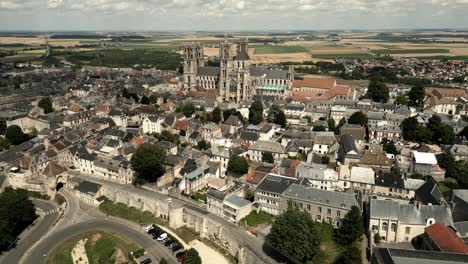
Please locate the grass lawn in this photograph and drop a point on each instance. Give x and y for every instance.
(129, 213)
(100, 247)
(409, 51)
(278, 49)
(255, 219)
(344, 56)
(186, 234)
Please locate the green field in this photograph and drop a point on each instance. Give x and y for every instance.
(344, 56)
(100, 248)
(409, 51)
(278, 49)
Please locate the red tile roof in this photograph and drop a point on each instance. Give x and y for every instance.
(446, 238)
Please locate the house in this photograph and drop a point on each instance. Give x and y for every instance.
(348, 152)
(318, 176)
(323, 206)
(235, 208)
(268, 192)
(403, 256)
(323, 142)
(440, 237)
(151, 124)
(88, 192)
(397, 222)
(260, 147)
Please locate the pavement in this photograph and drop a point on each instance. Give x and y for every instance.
(40, 229)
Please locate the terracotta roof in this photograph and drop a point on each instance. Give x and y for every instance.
(314, 82)
(446, 239)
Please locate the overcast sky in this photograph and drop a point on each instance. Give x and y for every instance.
(189, 15)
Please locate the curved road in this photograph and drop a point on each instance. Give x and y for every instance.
(155, 249)
(31, 236)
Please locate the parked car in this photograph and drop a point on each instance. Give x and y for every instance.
(162, 236)
(180, 256)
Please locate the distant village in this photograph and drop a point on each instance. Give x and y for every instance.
(239, 138)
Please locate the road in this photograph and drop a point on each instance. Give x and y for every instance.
(155, 249)
(35, 233)
(251, 242)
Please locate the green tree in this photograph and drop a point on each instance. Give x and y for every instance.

^^^^^^^^

**Exercise**
Every entry must be written out exactly, with all pictures left out.

**Solution to the exercise**
Please locate the grass lawn in this photograph and drop a point on each instance. Give x and y for every instance.
(129, 213)
(100, 247)
(409, 51)
(278, 49)
(255, 219)
(344, 56)
(186, 234)
Please locate the green field in this photograph and drop a point on each instance. Give x and y for every instance.
(344, 56)
(100, 248)
(409, 51)
(278, 49)
Please locate the red tile roof in this photograph and drop a point on each instance. Give x and y for every instance.
(446, 238)
Please locate the house in this photograph and drop a point on each instance. Give x and y for every instance.
(348, 152)
(318, 176)
(323, 206)
(235, 208)
(268, 192)
(403, 256)
(323, 142)
(440, 237)
(151, 124)
(88, 192)
(397, 222)
(260, 147)
Please locate the pavement in this photograph and drop a point on each instance. Give x and y for every instance.
(40, 229)
Please locate the terracotta roof in this photograph and drop a point on each instance. Give x and y for every instance.
(314, 82)
(446, 239)
Please locate the overcast sky in this photograph and drop a point on each instance. Give x and y for every instance.
(189, 15)
Please locate the curved road in this photograph and drop a point on each instance. Give x and y for every instance.
(155, 249)
(31, 236)
Please locate the parked car in this photograph and drop a point on each instance. Give x and y for every instance.
(162, 236)
(180, 256)
Please locate the distant village in this photograph and drop a point on each instance. Give x and y for every instance.
(239, 138)
Please locate the road in this photograph and drop a point on each instance. Give x and y for every instance.
(155, 249)
(35, 233)
(251, 242)
Please locate the green tree in this photograph and drop a point on each instance. Give x and y for every instance.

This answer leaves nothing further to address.